--- Page text ---

Hi. Bryan here. We’re a week and a half from the draft and even though the predictions and mock drafts have begun to settle down, there’s always a chance of a pre-draft surprise. Roger and Kevin are here to talk it all out and clue you in on what to expect once the pickings commence.
Kevin: So we are now 11 days from the draft, and if you go by the mock drafts, we’re starting to see a consensus that the Giants are focusing in on Georgia Tech catcher Joey Bart and RHP Brady Singer from the University of Florida. But judging by a lot of online reactions, Giants fans seem to be underwhelmed with the possibility of Bart. What do you make of him, Roger?
I’m not throwing myself down any set of stairs, but I can’t help saying silent prayers to pick Bohm instead (or have Mize fall to 2, despite my pronounced proclivity for a hitter). All that said, here’s a friend whose eye I trust who proffers the counter opinion:
Joey Bart might be my favorite player in the draft this year. I love the swing. Ambushes the ball with lift and bat speed, solid power to all fields, tracks well. Gets the job done behind the plate too.— David Lee (@David11Lee) May 22, 2018
Kevin: Uh oh, this chat may not be too interesting if we agree. I am underwhelmed by Bart as well, but then, I’ll be honest, I felt that way about Buster Posey way back when. I think that memory will make me like a possible Bart pick more. But even though you should never draft based on need, and never worry about fit, especially drafting at #2, I can’t help but wonder if this means that 2020 is Buster’s last year at catcher. Talking about replacing Belt or Crawford is one thing, but replacing Buster? He’s beyond talking about a star, or a superstar. He’s an icon, and damn near an identity, for the Giants.
I admit I’m rooting for Bohm as well. Out of the other possibilities, Brady Singer is someone that is exciting to me with his tools, as would be Liberatore. If there’s anyone that’s been in the mix that I would be disappointed to see, it’s Jarred Kelenic. I’m okay with CF-RF tweeners because our park needs an athletic right fielder, but his tools just don’t stand out to me as a #2 pick worthy guy. I think the Giants could get that profile later. Is there anyone you are really hoping not to see?

--- Given data ---

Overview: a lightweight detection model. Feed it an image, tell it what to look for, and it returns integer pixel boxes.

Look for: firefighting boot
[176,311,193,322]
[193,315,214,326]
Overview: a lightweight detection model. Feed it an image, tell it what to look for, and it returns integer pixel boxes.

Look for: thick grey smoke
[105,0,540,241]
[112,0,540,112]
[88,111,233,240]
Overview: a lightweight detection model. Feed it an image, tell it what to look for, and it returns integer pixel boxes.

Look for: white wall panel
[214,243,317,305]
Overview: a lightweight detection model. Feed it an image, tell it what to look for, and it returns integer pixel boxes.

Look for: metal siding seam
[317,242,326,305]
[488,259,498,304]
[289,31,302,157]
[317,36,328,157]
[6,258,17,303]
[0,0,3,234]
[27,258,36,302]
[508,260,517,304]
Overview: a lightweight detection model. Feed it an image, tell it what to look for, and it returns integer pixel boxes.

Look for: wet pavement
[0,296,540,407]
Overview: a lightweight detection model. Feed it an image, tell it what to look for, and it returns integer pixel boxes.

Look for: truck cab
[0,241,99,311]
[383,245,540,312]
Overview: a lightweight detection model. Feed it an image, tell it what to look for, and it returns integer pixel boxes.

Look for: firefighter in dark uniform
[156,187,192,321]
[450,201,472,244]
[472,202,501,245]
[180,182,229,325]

---

What to do |
#1 Please reproduce the passage of the draft chat starting with "Hi. Bryan here." and going on through "of him, Roger?".
#2 Answer these questions using the draft chat:
(a) How many days from the draft does Kevin say they are?
(b) What university is Brady Singer from?
(c) Which Giants player does Kevin call an icon for the team?
#3 Extend the draft chat beyond its final line.

Solved tasks |
#1
Hi. Bryan here. We’re a week and a half from the draft and even though the predictions and mock drafts have begun to settle down, there’s always a chance of a pre-draft surprise. Roger and Kevin are here to talk it all out and clue you in on what to expect once the pickings commence.
Kevin: So we are now 11 days from the draft, and if you go by the mock drafts, we’re starting to see a consensus that the Giants are focusing in on Georgia Tech catcher Joey Bart and RHP Brady Singer from the University of Florida. But judging by a lot of online reactions, Giants fans seem to be underwhelmed with the possibility of Bart. What do you make of him, Roger?

#2
(a) 11 days
(b) The University of Florida
(c) Buster Posey

#3
Roger: So here’s an article I’m been spreading far and wide lately because it really lays down the issues and the recent draft history concerning High School RHP:
Without a doubt I’d love to see more big upside starting pitchers in the Giants’ system (like more than 0 would be excellent!) But I’m highly resistant to the idea of using #2 to get one. I’ll make a grudging exception to that for Mize, but I fall on the “too much risk” generally to go after an arm there. And the other thing I would say is that for the purposes of #2 I don’t care at all about positional scarcity. Yes, generally I’m inclined to the “draft a MI who can hit” philosophy. But you know what: Will Clark was a damn good #2 pick! Get someone who can impact the lineup -- and soon! That last little bit is why I tend to agree with you about Kelenic. I think he might be a fantastic pick. But I also think that the Giants should be looking at a quick impact at this point -- a guy who’s in the lineup daily within 18 months or two years. That really shrinks down the pool.
Oh, and hey, as long as I’m promoting Baseball America material here, this one would seem to suggest somebody we all know and love!
Kevin: On the subject of third basemen, I do admit I’m torn between Bohm and Jonathan India. Bohm sounds like a slugger (literally), and I absolutely love college hitters who show excellent plate discipline in their college years. India, however, doesn’t have the same power but certainly sounds like a sure thing defensively at the valuable position, although his power surge has also seen a surge in strikeouts (for him).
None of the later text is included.